For each record below, output its text exactly and skip any picture.

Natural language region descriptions
"""

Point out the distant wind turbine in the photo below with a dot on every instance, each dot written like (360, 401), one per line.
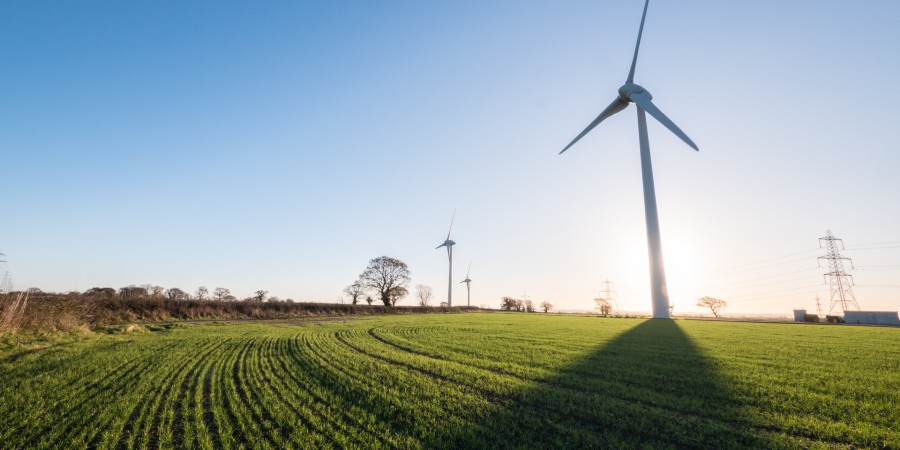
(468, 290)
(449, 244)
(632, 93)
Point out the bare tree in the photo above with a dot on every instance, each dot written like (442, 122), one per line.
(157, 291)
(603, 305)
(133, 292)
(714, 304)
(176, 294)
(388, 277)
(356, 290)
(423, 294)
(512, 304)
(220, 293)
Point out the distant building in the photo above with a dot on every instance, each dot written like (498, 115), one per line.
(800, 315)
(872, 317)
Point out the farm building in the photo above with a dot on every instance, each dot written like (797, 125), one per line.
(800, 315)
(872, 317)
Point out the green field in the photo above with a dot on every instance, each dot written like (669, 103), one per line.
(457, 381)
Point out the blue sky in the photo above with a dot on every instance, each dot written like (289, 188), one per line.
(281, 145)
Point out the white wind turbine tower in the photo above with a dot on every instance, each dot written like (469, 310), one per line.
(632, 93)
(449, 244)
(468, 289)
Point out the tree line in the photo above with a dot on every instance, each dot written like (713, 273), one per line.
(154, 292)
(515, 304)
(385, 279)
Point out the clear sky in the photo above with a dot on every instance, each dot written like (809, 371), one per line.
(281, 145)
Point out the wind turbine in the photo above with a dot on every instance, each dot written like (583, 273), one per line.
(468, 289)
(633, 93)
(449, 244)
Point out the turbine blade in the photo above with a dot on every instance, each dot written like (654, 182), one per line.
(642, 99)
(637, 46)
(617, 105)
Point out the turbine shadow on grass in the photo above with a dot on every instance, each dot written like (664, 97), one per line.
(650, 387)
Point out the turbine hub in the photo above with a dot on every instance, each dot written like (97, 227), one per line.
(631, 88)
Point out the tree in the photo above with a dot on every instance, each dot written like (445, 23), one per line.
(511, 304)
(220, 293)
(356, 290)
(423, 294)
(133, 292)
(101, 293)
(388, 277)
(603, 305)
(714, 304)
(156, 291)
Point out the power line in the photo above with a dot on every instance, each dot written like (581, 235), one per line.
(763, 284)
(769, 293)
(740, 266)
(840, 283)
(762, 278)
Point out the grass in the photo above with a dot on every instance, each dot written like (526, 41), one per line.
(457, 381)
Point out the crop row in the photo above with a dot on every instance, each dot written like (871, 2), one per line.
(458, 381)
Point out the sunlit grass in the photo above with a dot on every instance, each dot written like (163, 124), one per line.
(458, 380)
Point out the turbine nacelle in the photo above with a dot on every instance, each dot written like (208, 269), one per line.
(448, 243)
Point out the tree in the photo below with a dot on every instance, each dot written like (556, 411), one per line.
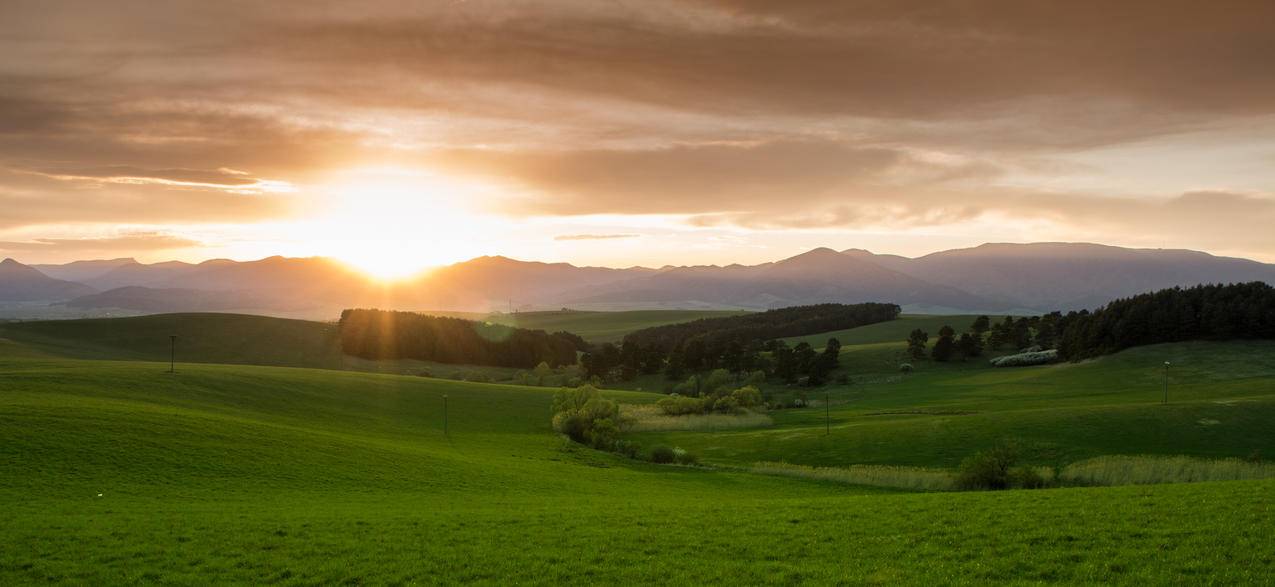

"""

> [Solution for this exercise]:
Point out the distant wind turbine in the photo below with a dot on every instance, each dot written like (360, 401), one per line.
(468, 290)
(449, 244)
(632, 93)
Point out the bare tree in the photo above with a dot on every instance, each dot written like (442, 122), one per line.
(157, 291)
(603, 305)
(133, 292)
(714, 304)
(176, 294)
(388, 277)
(356, 290)
(423, 294)
(512, 304)
(220, 293)
Point out the distant building in the photo above with a dot on every instance, each dot written like (498, 115), one per line.
(800, 315)
(872, 317)
Point out the farm building in the photo above with a dot on every instance, each dot written like (797, 125), one per line.
(800, 315)
(872, 317)
Point out the green field in the photo above with a dot on every instance, each dot written like (669, 103), one per line.
(457, 381)
Point out the blue sky in the photo above with a dot on every instance, each dot written like (289, 188), one per line.
(281, 145)
Point out the white wind turbine tower in the photo above with a dot on every instance, each dot written like (469, 310), one per line.
(632, 93)
(449, 244)
(468, 289)
Point out the tree line in the photo above with a dot on every instance, each dot written like (713, 273), one per line.
(154, 292)
(515, 304)
(385, 279)
Point out the clear sky in the photo above with a dot on every instance, each dot written like (809, 371), one per line.
(281, 145)
Point out the wind turbine in the photo above with a dot on every instance, each dot written like (583, 273), one per line.
(468, 289)
(633, 93)
(449, 244)
Point out the turbine blade in the photo above with a dot on every instance, each dot written like (654, 182), one per line.
(642, 99)
(637, 46)
(617, 105)
Point out the turbine shadow on grass in the photo above with a dot on every instance, each dot written like (664, 97), one per line.
(650, 387)
Point out the turbine hub in the photo above with a dot on every instance, each dot written like (97, 227), one per line.
(631, 88)
Point out the tree in the photo above with a dot on every instance, each dot written like (445, 23), one per line.
(511, 304)
(220, 293)
(356, 290)
(423, 294)
(133, 292)
(101, 293)
(388, 277)
(603, 305)
(714, 304)
(156, 291)
Point out the power line in the photo above with a dot on every instance, each dot written like (581, 235), one per line.
(763, 284)
(769, 293)
(740, 266)
(840, 283)
(762, 278)
Point out the grass in the photo above with a dot on every instance, each dot written like (526, 41), one per line.
(457, 381)
Point out the crop row in the photo above with a dot on every instance, each dot written like (871, 2), one per line.
(458, 381)
Point out the sunlit grass in the photo above with a dot on every instance, each dot written like (163, 124), one per line.
(458, 380)
Point out the turbine nacelle in the photo above with a dot on every instance, each dot written like (208, 269), one per line.
(448, 243)
Point out the tree in the photo below with a dot on every instance, each dot written like (556, 411), one per line.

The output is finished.